SOURCE MATERIAL:
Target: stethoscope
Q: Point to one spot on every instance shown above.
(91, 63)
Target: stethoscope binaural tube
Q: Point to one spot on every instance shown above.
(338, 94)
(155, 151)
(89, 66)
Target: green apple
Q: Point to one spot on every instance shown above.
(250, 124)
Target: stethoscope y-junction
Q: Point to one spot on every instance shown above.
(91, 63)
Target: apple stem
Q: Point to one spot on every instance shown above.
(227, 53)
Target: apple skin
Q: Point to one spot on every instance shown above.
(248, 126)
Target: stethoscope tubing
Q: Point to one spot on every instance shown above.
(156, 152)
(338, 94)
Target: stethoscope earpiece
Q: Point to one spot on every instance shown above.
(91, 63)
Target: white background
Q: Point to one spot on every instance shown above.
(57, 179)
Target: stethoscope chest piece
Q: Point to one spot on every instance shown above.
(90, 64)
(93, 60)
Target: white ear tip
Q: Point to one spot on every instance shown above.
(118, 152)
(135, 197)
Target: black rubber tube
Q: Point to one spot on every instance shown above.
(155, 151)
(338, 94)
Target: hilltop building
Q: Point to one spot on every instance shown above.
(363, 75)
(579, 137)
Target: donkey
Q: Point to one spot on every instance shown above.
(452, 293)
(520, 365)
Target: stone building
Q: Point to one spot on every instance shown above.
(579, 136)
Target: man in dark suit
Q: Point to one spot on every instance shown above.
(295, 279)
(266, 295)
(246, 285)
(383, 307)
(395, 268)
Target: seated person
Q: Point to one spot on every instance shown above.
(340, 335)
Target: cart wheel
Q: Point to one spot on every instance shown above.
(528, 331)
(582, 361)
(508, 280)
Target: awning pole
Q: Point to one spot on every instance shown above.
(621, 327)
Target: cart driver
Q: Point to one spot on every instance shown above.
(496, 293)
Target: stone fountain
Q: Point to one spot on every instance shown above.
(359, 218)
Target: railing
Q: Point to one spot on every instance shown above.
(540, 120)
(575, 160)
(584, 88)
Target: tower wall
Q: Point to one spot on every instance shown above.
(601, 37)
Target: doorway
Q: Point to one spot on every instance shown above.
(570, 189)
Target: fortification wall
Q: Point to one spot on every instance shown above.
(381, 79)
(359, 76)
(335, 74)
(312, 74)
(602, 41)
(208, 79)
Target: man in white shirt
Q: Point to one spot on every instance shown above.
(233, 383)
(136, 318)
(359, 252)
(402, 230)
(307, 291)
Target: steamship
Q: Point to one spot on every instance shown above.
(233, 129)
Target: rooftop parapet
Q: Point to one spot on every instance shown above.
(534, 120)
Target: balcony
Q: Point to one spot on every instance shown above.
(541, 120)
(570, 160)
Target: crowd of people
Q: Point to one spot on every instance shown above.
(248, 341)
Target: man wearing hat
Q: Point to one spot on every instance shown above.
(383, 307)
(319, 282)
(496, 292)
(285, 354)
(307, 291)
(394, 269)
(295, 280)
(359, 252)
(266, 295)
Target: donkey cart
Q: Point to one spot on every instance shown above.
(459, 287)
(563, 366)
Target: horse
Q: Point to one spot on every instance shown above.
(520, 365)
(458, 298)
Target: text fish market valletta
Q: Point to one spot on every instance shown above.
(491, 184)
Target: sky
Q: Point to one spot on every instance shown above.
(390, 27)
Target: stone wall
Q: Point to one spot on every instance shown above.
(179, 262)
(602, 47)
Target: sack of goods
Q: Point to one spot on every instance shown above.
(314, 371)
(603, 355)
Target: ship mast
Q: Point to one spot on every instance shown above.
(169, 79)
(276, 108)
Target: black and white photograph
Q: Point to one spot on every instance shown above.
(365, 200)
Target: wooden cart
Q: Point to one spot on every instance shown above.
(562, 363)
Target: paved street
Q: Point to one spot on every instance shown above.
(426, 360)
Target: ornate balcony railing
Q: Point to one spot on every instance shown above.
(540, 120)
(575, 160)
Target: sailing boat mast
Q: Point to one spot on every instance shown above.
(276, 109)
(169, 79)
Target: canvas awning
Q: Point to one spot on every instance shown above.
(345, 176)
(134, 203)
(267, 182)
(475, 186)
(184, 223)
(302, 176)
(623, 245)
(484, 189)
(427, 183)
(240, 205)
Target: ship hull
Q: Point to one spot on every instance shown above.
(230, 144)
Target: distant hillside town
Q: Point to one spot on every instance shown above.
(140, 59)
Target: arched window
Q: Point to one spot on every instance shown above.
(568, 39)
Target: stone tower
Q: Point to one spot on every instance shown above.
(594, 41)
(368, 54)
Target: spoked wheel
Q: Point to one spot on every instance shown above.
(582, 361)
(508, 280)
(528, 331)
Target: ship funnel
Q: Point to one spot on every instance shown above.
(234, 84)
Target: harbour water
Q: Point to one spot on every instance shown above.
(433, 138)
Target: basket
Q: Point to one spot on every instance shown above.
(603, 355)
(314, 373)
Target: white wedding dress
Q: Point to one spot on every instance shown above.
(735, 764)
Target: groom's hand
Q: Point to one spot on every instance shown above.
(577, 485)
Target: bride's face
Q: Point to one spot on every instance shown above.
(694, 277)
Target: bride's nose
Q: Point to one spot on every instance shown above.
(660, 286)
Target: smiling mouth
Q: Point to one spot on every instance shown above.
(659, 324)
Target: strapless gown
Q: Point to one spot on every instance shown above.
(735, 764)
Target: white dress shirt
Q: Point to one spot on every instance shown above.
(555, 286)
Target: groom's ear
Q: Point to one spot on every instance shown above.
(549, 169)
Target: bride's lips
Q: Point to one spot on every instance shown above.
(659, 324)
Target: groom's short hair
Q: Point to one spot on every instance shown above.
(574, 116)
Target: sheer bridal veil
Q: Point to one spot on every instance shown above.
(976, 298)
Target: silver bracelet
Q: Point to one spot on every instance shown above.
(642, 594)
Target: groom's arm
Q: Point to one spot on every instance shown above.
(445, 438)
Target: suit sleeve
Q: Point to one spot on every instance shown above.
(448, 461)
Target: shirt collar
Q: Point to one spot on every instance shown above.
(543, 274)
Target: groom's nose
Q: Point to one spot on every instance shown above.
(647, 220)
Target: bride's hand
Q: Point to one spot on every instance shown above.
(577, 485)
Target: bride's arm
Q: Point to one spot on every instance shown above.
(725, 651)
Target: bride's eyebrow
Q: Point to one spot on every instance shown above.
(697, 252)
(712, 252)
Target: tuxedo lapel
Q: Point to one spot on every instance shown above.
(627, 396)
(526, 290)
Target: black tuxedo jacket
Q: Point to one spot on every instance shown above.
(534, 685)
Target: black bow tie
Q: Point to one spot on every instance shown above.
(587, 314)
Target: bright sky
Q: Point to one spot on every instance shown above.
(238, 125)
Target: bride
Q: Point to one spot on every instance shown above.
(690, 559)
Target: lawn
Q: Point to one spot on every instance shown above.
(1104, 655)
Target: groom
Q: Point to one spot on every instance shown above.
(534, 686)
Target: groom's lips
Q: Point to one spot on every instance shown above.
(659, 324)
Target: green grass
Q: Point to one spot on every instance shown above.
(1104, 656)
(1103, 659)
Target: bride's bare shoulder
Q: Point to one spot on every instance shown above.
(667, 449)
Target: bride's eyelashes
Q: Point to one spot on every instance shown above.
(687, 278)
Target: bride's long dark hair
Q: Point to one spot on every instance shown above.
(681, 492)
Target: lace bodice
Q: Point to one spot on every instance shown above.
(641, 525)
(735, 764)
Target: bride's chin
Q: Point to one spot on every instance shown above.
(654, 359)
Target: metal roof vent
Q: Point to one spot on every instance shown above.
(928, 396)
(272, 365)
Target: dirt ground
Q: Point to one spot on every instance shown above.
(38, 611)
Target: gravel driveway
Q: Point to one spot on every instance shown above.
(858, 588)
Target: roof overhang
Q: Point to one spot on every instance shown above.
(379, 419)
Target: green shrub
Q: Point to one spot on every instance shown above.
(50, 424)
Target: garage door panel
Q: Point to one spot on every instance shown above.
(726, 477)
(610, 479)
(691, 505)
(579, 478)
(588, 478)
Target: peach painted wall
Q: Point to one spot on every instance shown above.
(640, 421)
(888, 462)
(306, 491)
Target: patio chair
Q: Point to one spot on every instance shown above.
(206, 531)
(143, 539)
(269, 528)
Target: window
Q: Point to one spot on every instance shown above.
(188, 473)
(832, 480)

TASK INSTRUCTIONS:
Copy the stretch of the listing from the line that contains "Target: gravel driveway" through the end of the listing, changing "patio chair" to "garden chair" and leaving everything else unchanged.

RESPONSE TO THIS TASK:
Target: gravel driveway
Q: Point to one spot on every instance shown above.
(858, 588)
Target: roof overhang
Q: Point to one spot on every instance shown above.
(379, 419)
Target: green shrub
Q: Point to one spot on every instance shown above.
(50, 424)
Target: garage door panel
Q: Point to one spot on every instance shown above.
(726, 477)
(610, 479)
(691, 505)
(579, 478)
(588, 478)
Target: peach painted wall
Q: Point to one spot on every instance shown above.
(640, 421)
(888, 462)
(306, 491)
Target: garden chair
Q: Point to one spot on every instance shown above.
(206, 531)
(143, 539)
(269, 528)
Target: window
Q: Point to one spot on every instance shown above.
(188, 473)
(832, 480)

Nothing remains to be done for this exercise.